Directions for this task: Print every line below exactly. Skip the pictures.

Records excerpted from a collection
::::
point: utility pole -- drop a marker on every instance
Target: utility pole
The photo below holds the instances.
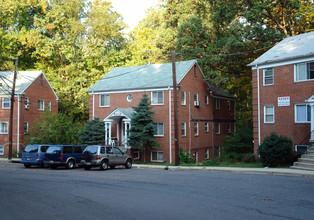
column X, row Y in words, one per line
column 11, row 110
column 176, row 136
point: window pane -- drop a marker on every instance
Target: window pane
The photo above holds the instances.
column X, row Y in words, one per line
column 301, row 71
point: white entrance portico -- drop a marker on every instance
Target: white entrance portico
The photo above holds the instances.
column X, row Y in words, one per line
column 120, row 118
column 311, row 103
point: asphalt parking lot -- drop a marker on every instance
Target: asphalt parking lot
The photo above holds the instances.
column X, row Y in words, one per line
column 38, row 193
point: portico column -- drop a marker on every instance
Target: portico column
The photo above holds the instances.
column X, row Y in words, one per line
column 312, row 122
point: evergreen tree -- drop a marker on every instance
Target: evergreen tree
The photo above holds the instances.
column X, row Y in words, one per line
column 143, row 126
column 93, row 133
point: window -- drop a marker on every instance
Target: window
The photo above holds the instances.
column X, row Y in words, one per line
column 159, row 129
column 304, row 71
column 1, row 150
column 136, row 155
column 217, row 103
column 41, row 105
column 217, row 128
column 268, row 76
column 3, row 127
column 206, row 127
column 268, row 114
column 104, row 100
column 206, row 154
column 26, row 103
column 5, row 102
column 26, row 127
column 183, row 98
column 206, row 100
column 157, row 98
column 158, row 156
column 195, row 128
column 302, row 113
column 49, row 106
column 183, row 129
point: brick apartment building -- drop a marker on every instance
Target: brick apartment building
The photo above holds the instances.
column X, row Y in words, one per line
column 205, row 113
column 283, row 91
column 33, row 94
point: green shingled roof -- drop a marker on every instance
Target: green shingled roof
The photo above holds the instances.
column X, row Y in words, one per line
column 142, row 77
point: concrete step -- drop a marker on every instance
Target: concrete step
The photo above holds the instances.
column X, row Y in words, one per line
column 303, row 165
column 306, row 160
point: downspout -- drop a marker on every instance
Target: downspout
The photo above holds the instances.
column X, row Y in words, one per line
column 93, row 104
column 18, row 126
column 170, row 156
column 258, row 107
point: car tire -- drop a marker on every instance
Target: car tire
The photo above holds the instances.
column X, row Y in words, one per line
column 27, row 165
column 87, row 167
column 128, row 164
column 70, row 164
column 103, row 165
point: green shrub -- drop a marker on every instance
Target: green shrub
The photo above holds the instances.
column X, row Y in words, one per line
column 276, row 151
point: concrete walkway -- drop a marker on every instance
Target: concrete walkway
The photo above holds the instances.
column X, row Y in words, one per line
column 270, row 171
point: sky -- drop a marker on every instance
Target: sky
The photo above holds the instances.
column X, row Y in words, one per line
column 133, row 10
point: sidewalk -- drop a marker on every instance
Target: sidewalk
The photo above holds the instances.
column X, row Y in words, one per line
column 269, row 171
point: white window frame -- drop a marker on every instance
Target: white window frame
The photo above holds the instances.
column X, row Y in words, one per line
column 104, row 104
column 6, row 101
column 268, row 77
column 206, row 127
column 1, row 150
column 297, row 69
column 158, row 159
column 183, row 98
column 41, row 105
column 217, row 128
column 217, row 103
column 307, row 108
column 206, row 99
column 153, row 98
column 26, row 127
column 5, row 131
column 206, row 154
column 196, row 130
column 157, row 124
column 183, row 128
column 271, row 114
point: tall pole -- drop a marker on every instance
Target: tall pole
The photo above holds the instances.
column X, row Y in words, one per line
column 11, row 111
column 176, row 136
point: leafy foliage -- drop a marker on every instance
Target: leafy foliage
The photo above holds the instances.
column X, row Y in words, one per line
column 53, row 128
column 276, row 150
column 93, row 132
column 143, row 126
column 238, row 144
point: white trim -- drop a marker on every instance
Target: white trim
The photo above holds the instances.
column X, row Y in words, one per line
::::
Task response:
point: utility pole -- drop a marker on every instance
Target: utility pole
The photo below holds the instances.
column X, row Y in words, one per line
column 11, row 110
column 176, row 136
point: window pane -- drop a marker on every instance
Target: window pane
The photo above holds the instances.
column X, row Y in words, one per line
column 301, row 71
point: white entrance portico -- drop a marker on every instance
Target: white entrance portico
The photo above holds the instances.
column X, row Y in words, one per line
column 120, row 118
column 311, row 103
point: asphalt parking lot -- drop a marker on every instance
Target: asphalt parking lot
The photo above holds the instances.
column X, row Y in words, one per line
column 38, row 193
point: portico column -- drop a marker on every instance
Target: portico column
The photo above holds the instances.
column X, row Y in words, one per line
column 312, row 122
point: evergreen tree -- drop a marker on every instance
Target: evergreen tree
The photo above holds the instances.
column X, row Y in words, one per line
column 143, row 126
column 93, row 133
point: window -- drop a marker on every instance
Target: window
The photo above holds the instances.
column X, row Y in words, one per line
column 159, row 129
column 304, row 71
column 1, row 150
column 136, row 155
column 217, row 103
column 41, row 105
column 217, row 128
column 268, row 76
column 3, row 127
column 206, row 127
column 268, row 114
column 104, row 100
column 206, row 154
column 26, row 103
column 5, row 102
column 26, row 127
column 183, row 98
column 206, row 100
column 157, row 98
column 158, row 156
column 195, row 128
column 302, row 113
column 49, row 106
column 183, row 129
point: brick apartment building -- drop a marker on every instance
Target: brick apartment building
The photo above holds the instances.
column X, row Y in words, one per line
column 205, row 113
column 283, row 91
column 33, row 94
point: green shingled roof -- drop a marker on every instance
Target: green shingled roof
The photo above holds the instances.
column X, row Y in words, one per line
column 142, row 77
point: concrete step -- drop a marker on every instance
Target: concrete step
The photo above holds the instances.
column X, row Y in words, one per line
column 303, row 165
column 306, row 160
point: downspout -- drop a marker on every instance
Target: downspout
The photo above holds the instances.
column X, row Y in words, one per line
column 93, row 104
column 18, row 126
column 170, row 156
column 258, row 107
point: car tire -- drop a marker on every instance
Target: car tire
The photo above holds the instances.
column X, row Y in words, one per line
column 27, row 165
column 87, row 167
column 128, row 164
column 70, row 164
column 103, row 165
point: green shrub -- drop a marker on every instance
Target: green shrub
The photo above holds the instances.
column X, row Y in words, one per line
column 276, row 151
point: concrete walkway -- drop a marker on every instance
Target: concrete walkway
The photo above holds the instances.
column X, row Y in words, one per line
column 270, row 171
point: sky -- drop a marker on every instance
Target: sky
The photo above holds the instances.
column X, row Y in words, one per line
column 133, row 10
point: sidewalk -- drop a marker on every instance
Target: sidewalk
The photo above holds the instances.
column X, row Y in words, one per line
column 269, row 171
point: white window frame -- drop a marker on every instance
Target: white window frame
The photo above holds the instances.
column X, row Y in words, one per line
column 104, row 104
column 6, row 101
column 268, row 77
column 206, row 127
column 1, row 150
column 297, row 69
column 158, row 159
column 183, row 98
column 41, row 105
column 217, row 128
column 217, row 103
column 307, row 108
column 206, row 99
column 153, row 98
column 26, row 127
column 5, row 131
column 206, row 154
column 196, row 130
column 157, row 124
column 183, row 128
column 271, row 114
point: tall pole -- drop a marker on every instance
Target: tall pole
The photo above holds the instances.
column X, row Y in words, one per line
column 11, row 111
column 176, row 136
point: leafy foliage -- drop a marker on every instance
Target: leafy foliage
The photo above holds the instances.
column X, row Y in words, one per line
column 53, row 128
column 276, row 150
column 93, row 132
column 143, row 126
column 238, row 144
point: white trim -- drop a marker on every instance
Target: white trim
The photo above holds the instances.
column X, row Y in words, one per line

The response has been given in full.